◆ PROBLEM TO SOLVE ◆
Reproduce the items below, substituting "JSON list" for "JSON array" and leaving everything else unchanged.

Records from a data collection:
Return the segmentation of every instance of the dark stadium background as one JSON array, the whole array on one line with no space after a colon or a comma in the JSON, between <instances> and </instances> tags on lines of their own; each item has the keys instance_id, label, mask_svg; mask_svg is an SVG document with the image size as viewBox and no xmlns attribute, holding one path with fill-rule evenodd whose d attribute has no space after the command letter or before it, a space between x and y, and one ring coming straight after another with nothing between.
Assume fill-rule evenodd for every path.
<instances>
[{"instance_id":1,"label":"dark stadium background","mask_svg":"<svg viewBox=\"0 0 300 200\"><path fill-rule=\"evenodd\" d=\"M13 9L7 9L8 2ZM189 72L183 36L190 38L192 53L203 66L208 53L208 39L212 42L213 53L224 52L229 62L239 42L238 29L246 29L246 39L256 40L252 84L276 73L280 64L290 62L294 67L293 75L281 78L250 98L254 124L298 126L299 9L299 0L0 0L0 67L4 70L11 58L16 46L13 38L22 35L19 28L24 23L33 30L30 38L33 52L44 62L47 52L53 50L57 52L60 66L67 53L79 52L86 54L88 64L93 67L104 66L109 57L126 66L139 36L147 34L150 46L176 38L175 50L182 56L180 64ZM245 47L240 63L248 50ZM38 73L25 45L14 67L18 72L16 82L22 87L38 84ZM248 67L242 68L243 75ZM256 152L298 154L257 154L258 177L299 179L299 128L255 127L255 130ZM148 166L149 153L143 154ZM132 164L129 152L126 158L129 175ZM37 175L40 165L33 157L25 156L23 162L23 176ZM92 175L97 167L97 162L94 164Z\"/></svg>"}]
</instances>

◆ FULL RESPONSE ◆
Return the segmentation of every instance of the dark stadium background as one JSON list, the whole array on one line with no space after a colon or a comma in the JSON, between <instances> and </instances> tags on lines of their own; each item has the keys instance_id, label, mask_svg; mask_svg is an SVG document with the image size as viewBox and no xmlns attribute, holding one path with fill-rule evenodd whose d attribute has no space after the command letter or before it, a space between x and y, and one ring coming straight after another with nothing between.
Assume fill-rule evenodd for every path.
<instances>
[{"instance_id":1,"label":"dark stadium background","mask_svg":"<svg viewBox=\"0 0 300 200\"><path fill-rule=\"evenodd\" d=\"M13 9L7 9L8 2ZM189 72L183 36L190 38L192 53L203 66L208 53L208 39L212 42L213 53L224 52L229 62L239 42L238 29L246 29L246 39L256 40L252 84L276 73L280 64L290 62L294 67L293 75L281 78L250 98L254 124L298 126L299 9L299 0L0 0L0 67L4 70L11 58L16 46L13 38L22 35L19 28L24 23L33 30L30 38L33 52L44 62L47 52L53 50L57 52L60 66L67 53L79 52L86 54L88 64L93 67L104 66L109 57L126 66L139 36L147 34L150 46L176 38L175 50L182 56L180 64ZM245 47L240 63L248 50ZM38 73L25 45L14 67L18 72L16 82L22 87L38 84ZM248 67L242 68L243 75ZM256 152L298 154L257 154L258 177L299 179L299 128L255 127L255 130ZM148 166L149 153L143 154ZM132 164L129 152L126 158L129 175ZM37 175L40 165L33 157L25 156L23 162L23 176ZM92 175L97 167L97 162L94 164Z\"/></svg>"}]
</instances>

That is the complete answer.